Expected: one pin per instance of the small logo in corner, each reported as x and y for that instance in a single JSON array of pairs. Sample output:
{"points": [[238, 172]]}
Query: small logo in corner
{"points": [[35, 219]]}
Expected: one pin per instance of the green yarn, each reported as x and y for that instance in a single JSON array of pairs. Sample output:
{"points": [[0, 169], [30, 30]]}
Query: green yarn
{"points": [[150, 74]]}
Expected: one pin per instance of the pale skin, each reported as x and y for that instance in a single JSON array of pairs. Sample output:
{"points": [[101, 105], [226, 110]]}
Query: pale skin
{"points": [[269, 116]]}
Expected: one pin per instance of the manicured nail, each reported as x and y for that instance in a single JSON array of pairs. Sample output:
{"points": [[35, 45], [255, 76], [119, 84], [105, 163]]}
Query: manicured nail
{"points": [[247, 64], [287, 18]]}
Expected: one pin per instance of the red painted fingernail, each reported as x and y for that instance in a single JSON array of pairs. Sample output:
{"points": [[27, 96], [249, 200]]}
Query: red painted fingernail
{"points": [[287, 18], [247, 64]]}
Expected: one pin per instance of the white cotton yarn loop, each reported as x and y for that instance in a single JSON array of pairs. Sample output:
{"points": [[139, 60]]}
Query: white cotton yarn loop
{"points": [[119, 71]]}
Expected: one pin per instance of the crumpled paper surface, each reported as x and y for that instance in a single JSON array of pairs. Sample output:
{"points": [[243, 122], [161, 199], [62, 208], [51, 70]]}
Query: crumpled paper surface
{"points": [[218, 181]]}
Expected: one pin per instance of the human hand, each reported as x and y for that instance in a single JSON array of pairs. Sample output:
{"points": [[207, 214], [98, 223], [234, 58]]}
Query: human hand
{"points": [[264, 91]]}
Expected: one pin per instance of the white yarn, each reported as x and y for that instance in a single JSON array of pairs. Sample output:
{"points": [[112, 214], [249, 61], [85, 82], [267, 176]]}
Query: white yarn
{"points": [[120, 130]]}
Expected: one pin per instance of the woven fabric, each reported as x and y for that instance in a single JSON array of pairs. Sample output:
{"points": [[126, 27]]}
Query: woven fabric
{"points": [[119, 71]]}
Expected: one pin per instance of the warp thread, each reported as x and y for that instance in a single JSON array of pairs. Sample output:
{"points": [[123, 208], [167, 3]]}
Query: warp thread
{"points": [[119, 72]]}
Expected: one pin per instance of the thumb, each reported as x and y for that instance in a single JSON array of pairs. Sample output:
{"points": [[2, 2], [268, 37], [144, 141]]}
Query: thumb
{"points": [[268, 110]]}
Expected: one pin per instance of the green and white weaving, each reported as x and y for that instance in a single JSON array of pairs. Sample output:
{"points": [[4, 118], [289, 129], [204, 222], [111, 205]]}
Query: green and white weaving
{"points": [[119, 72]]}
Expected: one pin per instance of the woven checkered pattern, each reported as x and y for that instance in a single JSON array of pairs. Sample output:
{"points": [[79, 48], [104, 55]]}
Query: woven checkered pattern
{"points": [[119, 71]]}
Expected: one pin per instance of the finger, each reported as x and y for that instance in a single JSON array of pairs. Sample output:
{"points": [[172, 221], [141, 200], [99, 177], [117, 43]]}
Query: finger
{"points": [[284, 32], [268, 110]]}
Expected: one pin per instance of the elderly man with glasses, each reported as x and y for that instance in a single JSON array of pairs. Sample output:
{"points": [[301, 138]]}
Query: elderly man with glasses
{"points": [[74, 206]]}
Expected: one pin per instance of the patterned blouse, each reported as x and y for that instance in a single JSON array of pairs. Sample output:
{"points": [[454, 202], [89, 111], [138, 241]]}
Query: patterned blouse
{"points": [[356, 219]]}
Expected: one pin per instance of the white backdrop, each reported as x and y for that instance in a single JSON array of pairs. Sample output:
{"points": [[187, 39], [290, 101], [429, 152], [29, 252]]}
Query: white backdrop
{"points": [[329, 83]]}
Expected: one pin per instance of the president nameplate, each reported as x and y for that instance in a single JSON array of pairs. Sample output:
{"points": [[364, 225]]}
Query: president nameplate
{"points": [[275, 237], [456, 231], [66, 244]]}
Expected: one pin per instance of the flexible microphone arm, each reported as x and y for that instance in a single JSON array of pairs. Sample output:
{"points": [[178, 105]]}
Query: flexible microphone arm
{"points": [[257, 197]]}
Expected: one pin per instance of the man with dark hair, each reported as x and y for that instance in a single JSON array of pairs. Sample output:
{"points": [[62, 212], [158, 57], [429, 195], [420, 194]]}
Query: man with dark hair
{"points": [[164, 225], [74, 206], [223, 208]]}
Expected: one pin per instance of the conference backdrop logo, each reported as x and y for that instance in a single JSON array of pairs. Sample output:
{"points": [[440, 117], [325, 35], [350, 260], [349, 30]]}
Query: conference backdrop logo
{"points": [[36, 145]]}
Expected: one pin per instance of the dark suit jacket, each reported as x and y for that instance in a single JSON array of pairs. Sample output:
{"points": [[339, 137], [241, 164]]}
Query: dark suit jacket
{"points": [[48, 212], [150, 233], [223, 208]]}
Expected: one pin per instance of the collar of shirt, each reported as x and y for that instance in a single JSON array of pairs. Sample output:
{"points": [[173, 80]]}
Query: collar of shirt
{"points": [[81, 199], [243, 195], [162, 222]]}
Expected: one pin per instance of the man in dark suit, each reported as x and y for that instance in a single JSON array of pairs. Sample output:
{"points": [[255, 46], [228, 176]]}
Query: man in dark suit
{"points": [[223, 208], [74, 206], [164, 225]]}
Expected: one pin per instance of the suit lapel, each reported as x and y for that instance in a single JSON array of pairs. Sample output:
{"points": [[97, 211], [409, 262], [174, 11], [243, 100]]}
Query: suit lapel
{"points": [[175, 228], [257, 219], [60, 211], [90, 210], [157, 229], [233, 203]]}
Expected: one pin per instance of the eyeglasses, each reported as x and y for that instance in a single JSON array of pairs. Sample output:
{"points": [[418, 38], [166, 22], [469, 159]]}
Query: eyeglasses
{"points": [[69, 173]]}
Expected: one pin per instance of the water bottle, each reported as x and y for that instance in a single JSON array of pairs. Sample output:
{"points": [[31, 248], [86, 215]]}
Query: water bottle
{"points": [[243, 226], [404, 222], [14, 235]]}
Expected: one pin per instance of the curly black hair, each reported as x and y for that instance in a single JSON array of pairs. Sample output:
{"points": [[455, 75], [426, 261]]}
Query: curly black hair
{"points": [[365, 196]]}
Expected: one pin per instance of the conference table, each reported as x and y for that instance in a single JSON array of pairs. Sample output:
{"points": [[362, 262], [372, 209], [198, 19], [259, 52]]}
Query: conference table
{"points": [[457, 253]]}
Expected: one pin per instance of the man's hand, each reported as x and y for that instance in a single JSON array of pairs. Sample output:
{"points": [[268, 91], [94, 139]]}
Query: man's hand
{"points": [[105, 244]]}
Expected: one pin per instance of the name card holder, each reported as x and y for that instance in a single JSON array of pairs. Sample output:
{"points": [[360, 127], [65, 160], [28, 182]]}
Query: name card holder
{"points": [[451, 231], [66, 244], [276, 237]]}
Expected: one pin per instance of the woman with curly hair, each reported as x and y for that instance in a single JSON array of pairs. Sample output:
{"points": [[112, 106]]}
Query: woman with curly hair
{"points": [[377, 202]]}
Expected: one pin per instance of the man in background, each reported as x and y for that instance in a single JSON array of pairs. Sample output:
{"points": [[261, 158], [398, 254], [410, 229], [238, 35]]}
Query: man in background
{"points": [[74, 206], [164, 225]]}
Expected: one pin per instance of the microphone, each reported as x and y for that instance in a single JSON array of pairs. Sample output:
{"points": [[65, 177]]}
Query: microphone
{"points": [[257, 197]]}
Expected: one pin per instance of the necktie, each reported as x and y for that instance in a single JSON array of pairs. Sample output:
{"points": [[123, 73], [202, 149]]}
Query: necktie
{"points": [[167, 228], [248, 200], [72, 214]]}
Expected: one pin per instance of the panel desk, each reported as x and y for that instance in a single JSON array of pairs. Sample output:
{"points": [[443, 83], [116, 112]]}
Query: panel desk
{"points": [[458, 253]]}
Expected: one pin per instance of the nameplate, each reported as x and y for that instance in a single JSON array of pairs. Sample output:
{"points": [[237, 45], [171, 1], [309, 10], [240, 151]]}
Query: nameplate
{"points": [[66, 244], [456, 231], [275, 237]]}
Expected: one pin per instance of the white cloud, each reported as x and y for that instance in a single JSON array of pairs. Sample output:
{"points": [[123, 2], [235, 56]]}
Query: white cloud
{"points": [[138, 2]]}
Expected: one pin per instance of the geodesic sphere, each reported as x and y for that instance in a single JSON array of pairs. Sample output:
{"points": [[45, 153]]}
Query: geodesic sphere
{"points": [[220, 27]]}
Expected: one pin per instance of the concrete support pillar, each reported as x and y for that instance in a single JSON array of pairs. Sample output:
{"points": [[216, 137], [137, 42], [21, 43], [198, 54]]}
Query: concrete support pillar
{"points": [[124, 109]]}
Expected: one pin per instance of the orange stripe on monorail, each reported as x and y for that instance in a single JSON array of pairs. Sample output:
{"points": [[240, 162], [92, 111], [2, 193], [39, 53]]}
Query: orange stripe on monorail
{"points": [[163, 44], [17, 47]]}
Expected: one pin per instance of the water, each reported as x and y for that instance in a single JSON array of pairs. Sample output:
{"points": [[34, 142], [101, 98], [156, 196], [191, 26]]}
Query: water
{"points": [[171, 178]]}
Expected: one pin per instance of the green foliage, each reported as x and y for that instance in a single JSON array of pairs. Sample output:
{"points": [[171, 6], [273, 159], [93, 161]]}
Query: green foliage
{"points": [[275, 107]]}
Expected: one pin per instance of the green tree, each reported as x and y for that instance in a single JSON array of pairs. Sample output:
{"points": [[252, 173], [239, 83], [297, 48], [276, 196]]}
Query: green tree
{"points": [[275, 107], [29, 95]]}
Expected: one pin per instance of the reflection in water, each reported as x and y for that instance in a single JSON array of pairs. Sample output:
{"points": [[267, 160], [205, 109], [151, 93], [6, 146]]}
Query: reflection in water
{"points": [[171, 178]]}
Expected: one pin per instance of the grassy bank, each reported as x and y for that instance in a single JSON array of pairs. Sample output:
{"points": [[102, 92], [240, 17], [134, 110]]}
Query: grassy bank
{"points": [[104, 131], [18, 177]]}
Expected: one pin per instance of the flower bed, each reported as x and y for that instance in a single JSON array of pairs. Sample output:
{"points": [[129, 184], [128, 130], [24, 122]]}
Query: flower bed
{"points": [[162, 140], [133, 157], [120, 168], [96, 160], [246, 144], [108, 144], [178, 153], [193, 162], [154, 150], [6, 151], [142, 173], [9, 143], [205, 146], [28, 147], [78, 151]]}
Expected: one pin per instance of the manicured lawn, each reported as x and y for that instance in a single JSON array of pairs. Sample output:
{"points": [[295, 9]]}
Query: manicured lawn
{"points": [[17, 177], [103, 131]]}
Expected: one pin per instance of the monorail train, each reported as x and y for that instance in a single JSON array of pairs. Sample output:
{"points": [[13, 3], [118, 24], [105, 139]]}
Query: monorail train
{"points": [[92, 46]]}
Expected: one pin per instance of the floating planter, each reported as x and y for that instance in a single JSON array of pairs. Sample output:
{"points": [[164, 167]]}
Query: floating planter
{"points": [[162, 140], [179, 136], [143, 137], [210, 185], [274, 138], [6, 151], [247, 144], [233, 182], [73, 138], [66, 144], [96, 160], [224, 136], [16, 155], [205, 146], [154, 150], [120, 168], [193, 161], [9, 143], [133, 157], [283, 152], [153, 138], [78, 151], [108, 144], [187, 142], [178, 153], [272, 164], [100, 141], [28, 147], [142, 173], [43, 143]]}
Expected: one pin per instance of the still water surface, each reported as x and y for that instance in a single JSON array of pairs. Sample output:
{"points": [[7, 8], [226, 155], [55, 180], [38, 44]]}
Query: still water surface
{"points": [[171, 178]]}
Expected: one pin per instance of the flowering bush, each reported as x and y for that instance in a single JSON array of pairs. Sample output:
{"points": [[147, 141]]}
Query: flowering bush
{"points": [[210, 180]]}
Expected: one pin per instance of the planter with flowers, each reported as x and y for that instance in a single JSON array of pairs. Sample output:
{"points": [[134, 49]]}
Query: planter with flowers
____
## TASK DETAILS
All lines from the one containing "Expected: one pin per instance of the still" through the final line of the listing above are to be reproduced exactly; include both and add nothing.

## REPLY TO THE TASK
Expected: one pin per instance of the still water surface, each reported as x and y for that instance in a single JSON array of pairs. Sample output:
{"points": [[7, 8], [226, 155], [55, 180], [38, 44]]}
Query: still water surface
{"points": [[171, 178]]}
Expected: one pin per instance of the flowering bush, each reported as x and y for that instance in a single JSON array of pairs. Sample output:
{"points": [[147, 141]]}
Query: flowering bush
{"points": [[210, 180]]}
Expected: one pin per instance of the planter with flowers, each reported as x and y for that instance in a single JSON array of pairs. Sample output:
{"points": [[134, 49]]}
Query: planter with flowers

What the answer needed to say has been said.